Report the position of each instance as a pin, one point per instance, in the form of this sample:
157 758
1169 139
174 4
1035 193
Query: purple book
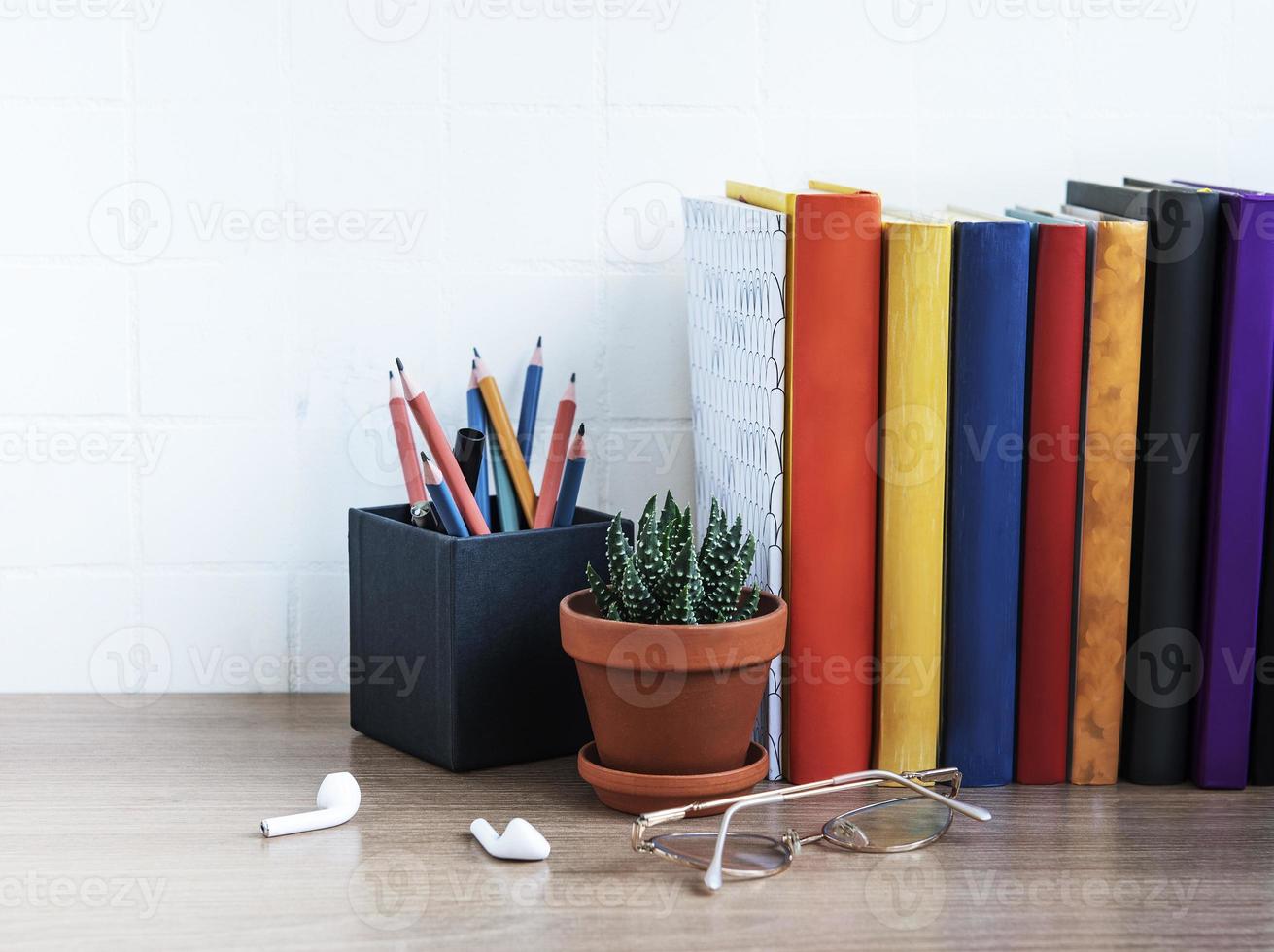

· · · ·

Your task:
When you print the entries, keep every line exactly as it is and drop the pictures.

Your response:
Report the position of each instance as a pin, one point per instance, in the form of this sample:
157 758
1169 139
174 4
1035 193
Query: purple book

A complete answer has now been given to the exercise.